» INPUT ROWS
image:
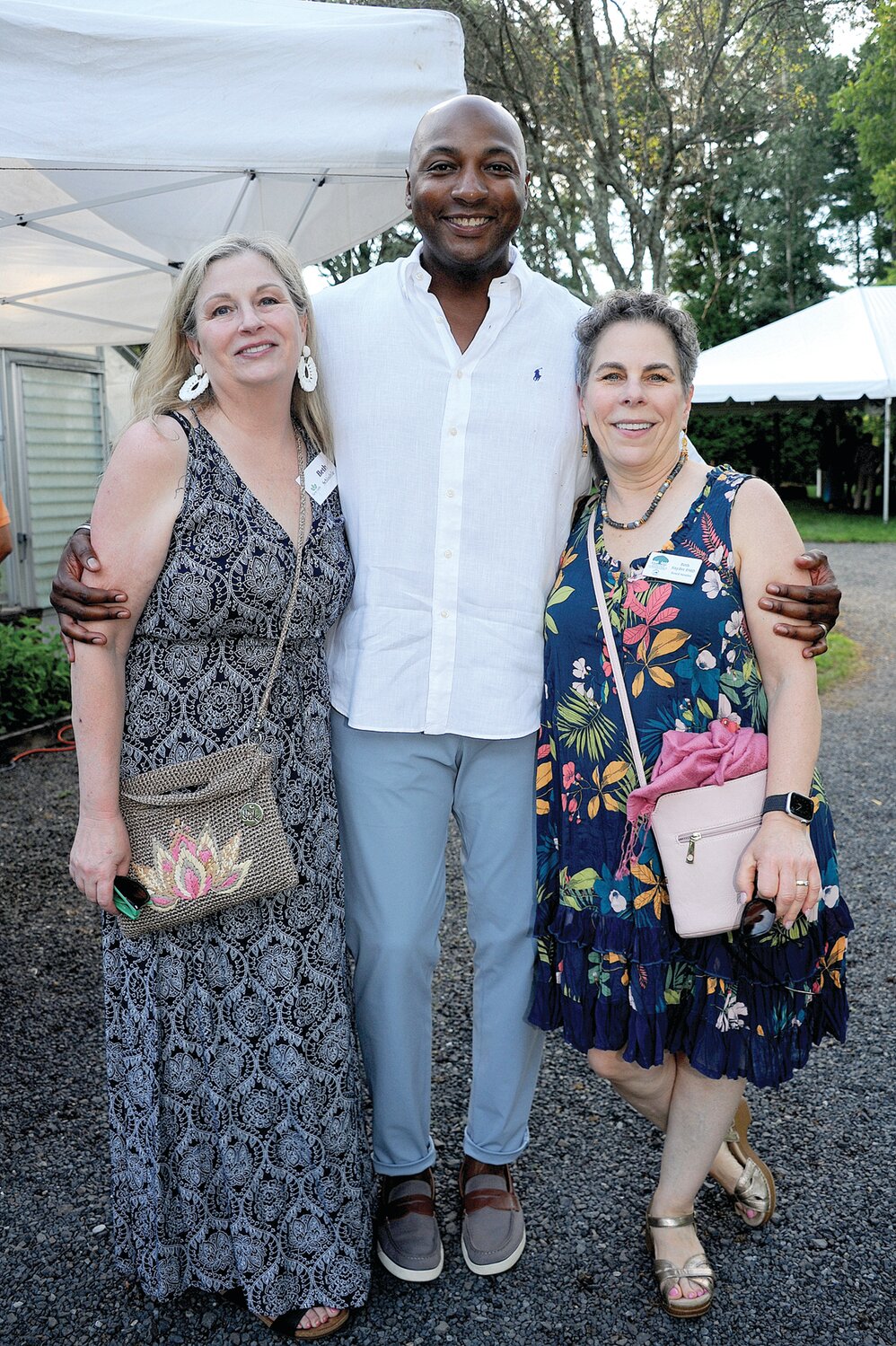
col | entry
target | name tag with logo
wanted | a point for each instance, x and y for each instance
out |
(321, 478)
(666, 566)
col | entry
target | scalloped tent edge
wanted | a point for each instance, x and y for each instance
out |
(842, 350)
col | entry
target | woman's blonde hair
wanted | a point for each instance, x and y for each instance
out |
(169, 359)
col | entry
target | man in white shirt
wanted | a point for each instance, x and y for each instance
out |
(458, 442)
(451, 378)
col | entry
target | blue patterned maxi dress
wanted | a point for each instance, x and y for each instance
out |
(611, 971)
(238, 1155)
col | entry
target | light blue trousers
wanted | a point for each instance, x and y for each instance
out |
(396, 795)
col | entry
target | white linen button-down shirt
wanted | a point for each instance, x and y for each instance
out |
(458, 472)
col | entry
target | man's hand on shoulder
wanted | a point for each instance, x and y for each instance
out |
(813, 609)
(75, 602)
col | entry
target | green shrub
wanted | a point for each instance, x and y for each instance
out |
(34, 674)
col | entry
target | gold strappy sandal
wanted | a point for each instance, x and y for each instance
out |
(668, 1275)
(755, 1189)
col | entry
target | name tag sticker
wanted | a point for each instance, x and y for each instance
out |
(321, 478)
(666, 566)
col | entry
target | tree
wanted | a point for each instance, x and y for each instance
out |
(866, 105)
(626, 108)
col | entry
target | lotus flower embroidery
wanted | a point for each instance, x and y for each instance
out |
(193, 867)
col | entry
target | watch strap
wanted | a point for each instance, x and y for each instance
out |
(780, 804)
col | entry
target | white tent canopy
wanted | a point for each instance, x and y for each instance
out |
(839, 350)
(135, 132)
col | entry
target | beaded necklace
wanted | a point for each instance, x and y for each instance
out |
(637, 523)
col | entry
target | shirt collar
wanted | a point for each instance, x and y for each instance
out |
(416, 277)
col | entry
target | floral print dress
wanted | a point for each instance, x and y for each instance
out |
(611, 971)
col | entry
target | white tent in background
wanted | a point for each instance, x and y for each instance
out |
(134, 131)
(839, 350)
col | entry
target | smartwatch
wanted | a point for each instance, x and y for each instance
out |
(796, 805)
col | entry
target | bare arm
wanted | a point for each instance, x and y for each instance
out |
(77, 602)
(134, 515)
(814, 607)
(766, 541)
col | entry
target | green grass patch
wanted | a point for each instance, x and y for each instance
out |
(842, 661)
(34, 676)
(817, 523)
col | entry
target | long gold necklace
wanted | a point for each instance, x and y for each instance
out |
(637, 523)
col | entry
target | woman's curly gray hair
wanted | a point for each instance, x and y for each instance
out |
(638, 306)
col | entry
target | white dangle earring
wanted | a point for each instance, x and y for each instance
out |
(307, 370)
(196, 385)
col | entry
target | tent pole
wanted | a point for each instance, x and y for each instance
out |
(888, 423)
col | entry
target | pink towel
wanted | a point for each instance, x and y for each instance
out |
(723, 752)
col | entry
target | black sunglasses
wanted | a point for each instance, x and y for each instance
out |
(128, 895)
(758, 917)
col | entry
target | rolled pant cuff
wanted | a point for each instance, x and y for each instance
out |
(494, 1157)
(412, 1166)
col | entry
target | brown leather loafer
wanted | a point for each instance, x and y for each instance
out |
(408, 1240)
(494, 1230)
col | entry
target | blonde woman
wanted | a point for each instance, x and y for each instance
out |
(237, 1155)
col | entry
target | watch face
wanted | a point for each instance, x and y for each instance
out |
(801, 806)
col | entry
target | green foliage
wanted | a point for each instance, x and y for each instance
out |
(34, 674)
(389, 247)
(817, 523)
(783, 443)
(866, 104)
(628, 108)
(842, 661)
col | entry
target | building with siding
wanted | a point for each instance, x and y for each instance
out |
(54, 440)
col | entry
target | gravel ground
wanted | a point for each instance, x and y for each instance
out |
(823, 1268)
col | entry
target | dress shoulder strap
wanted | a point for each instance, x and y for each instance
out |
(182, 420)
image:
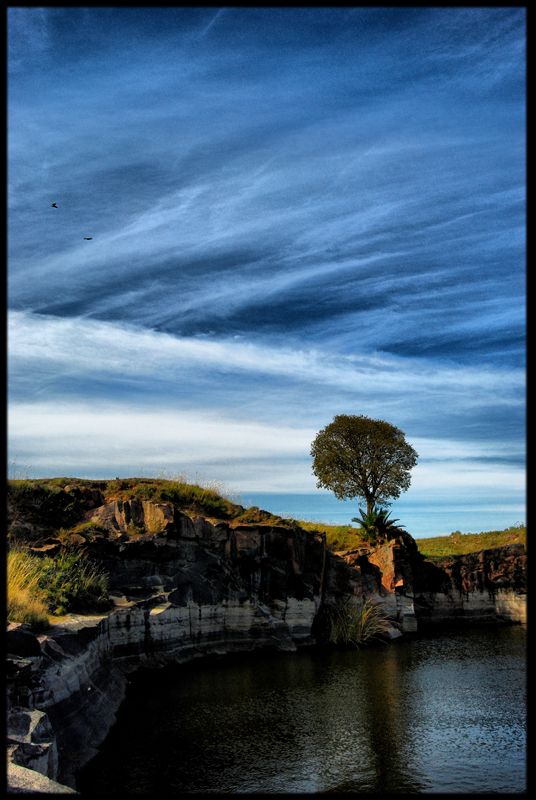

» GOAL
Locate every line in the material above that contains the word "blonde", and copy each of those lines in full.

» OUTPUT
target | woman's blonde hair
target | blonde woman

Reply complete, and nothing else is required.